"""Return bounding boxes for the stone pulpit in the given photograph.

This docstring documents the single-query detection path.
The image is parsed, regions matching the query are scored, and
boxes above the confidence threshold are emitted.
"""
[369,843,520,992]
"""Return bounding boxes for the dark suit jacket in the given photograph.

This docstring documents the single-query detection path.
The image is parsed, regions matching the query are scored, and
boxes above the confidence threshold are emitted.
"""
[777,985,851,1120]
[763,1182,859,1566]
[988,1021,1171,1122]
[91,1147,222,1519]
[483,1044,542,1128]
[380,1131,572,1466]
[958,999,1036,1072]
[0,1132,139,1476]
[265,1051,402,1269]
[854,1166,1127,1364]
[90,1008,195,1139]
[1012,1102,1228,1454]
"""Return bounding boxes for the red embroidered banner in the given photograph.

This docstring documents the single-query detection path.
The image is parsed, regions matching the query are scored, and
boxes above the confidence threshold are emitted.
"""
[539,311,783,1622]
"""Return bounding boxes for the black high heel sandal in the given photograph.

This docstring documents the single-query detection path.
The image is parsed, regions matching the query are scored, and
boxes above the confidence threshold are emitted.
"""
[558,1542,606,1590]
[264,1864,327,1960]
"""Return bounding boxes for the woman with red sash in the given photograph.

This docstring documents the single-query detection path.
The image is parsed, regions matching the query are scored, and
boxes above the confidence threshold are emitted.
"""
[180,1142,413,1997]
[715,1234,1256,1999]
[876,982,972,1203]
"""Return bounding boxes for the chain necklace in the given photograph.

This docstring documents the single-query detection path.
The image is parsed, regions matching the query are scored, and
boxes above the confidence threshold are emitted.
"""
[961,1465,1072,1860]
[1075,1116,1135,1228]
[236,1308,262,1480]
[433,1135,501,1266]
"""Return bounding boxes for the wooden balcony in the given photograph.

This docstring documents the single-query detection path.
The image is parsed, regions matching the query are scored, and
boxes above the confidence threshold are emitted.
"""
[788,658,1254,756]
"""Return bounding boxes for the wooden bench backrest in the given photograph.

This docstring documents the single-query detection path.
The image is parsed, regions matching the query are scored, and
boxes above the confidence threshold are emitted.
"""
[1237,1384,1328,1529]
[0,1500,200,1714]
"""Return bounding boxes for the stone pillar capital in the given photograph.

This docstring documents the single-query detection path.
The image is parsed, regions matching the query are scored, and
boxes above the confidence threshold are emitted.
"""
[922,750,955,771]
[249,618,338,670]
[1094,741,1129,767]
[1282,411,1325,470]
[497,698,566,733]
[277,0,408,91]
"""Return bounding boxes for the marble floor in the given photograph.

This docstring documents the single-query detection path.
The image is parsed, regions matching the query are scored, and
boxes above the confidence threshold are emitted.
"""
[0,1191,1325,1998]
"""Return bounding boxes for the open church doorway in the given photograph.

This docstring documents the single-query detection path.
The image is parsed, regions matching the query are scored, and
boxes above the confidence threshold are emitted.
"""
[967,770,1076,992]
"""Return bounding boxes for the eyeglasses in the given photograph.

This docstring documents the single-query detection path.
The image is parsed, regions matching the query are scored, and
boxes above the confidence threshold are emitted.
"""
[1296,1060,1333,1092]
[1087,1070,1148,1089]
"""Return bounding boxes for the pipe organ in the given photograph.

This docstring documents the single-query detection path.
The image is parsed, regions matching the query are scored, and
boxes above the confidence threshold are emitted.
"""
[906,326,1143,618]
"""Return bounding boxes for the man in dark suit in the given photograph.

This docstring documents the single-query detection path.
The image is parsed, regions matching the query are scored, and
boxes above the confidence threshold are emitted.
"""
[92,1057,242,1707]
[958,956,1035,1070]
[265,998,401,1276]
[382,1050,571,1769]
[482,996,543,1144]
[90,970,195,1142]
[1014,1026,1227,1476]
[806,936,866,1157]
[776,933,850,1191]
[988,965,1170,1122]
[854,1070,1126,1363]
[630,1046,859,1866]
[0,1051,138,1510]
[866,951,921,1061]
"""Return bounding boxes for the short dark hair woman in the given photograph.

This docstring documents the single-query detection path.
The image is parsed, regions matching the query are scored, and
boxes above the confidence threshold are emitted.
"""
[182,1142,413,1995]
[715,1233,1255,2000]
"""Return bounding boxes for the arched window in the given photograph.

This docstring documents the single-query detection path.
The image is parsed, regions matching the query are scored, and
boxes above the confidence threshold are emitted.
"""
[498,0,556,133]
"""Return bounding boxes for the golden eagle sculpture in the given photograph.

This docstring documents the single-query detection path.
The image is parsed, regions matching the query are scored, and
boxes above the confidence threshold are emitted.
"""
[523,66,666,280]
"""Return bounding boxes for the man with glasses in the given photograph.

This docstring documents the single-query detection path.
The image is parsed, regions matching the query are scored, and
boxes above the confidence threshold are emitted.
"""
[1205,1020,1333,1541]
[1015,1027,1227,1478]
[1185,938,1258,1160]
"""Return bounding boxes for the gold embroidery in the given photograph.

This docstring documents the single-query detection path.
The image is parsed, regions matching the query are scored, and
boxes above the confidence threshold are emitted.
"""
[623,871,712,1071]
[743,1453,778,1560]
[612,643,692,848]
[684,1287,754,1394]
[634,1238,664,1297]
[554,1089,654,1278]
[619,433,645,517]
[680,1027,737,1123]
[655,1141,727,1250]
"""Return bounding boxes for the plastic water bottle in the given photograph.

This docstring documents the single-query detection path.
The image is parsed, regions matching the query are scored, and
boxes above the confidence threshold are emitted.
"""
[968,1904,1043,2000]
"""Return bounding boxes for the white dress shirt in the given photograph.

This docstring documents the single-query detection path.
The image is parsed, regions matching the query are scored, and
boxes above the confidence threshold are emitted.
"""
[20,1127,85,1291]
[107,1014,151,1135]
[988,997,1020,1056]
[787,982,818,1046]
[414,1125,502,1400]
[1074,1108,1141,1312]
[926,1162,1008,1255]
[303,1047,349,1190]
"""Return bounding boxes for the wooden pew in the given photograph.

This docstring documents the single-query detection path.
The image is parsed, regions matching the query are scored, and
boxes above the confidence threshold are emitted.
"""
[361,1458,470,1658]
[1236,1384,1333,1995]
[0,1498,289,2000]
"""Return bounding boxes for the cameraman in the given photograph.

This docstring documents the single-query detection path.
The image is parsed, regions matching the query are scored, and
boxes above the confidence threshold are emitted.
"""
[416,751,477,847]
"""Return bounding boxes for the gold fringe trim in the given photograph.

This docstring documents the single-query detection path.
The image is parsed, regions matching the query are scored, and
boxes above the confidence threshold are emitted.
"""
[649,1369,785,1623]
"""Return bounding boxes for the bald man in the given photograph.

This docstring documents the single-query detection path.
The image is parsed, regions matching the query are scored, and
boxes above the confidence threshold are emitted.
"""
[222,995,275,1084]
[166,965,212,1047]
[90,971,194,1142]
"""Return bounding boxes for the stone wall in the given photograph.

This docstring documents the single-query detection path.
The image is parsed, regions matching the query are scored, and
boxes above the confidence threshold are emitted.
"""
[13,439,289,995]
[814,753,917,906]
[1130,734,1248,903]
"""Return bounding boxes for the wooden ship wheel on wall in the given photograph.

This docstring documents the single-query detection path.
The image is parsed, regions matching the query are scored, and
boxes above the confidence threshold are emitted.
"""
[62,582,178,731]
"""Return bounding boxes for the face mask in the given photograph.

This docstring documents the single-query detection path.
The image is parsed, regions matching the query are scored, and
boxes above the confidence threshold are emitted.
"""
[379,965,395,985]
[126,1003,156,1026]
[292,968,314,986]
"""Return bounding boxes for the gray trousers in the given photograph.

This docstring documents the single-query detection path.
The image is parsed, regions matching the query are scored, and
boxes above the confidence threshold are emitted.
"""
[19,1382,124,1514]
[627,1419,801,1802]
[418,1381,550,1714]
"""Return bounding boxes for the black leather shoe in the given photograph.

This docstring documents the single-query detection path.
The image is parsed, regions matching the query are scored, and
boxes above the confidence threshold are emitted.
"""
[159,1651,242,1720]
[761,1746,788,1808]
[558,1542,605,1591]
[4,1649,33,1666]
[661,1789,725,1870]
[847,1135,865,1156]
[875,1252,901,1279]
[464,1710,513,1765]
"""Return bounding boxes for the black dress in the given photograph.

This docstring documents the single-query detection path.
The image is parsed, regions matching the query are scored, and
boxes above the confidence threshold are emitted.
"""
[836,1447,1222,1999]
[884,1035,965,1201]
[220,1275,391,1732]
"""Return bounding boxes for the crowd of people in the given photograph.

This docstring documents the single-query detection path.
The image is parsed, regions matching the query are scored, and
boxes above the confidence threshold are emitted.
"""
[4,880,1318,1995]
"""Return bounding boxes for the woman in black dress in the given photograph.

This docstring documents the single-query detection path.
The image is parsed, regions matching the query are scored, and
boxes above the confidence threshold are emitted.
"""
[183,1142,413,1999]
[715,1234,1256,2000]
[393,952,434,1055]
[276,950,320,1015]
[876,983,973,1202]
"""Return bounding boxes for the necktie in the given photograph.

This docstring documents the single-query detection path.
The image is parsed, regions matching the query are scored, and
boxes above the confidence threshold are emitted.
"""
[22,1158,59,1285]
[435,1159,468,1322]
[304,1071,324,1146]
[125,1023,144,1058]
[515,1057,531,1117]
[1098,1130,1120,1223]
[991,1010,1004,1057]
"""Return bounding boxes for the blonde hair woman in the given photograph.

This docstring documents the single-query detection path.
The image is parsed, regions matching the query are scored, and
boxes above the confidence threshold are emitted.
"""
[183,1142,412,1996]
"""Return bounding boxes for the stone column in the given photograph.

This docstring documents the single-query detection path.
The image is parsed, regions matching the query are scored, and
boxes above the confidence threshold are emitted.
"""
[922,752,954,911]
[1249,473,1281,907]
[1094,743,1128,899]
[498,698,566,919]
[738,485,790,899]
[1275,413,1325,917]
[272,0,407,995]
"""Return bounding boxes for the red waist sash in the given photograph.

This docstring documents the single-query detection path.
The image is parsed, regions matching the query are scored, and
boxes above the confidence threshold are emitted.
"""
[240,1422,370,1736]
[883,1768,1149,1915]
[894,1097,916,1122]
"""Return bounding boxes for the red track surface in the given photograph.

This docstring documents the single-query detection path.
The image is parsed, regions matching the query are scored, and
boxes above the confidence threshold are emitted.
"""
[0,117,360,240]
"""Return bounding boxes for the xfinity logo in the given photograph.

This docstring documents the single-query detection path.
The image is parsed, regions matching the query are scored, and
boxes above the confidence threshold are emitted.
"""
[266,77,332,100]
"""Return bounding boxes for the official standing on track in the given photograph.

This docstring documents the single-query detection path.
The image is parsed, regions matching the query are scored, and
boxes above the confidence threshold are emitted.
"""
--- --- ---
TO DO:
Select every line of the records holding the string "dark".

RESPONSE BOX:
"""Return bounding boxes for the dark suit jacket in the given photograph.
"""Return bounding boxes for the man in dark suit in the given photograph.
"""Return bounding boxes for the short dark hair woman in the given photograph.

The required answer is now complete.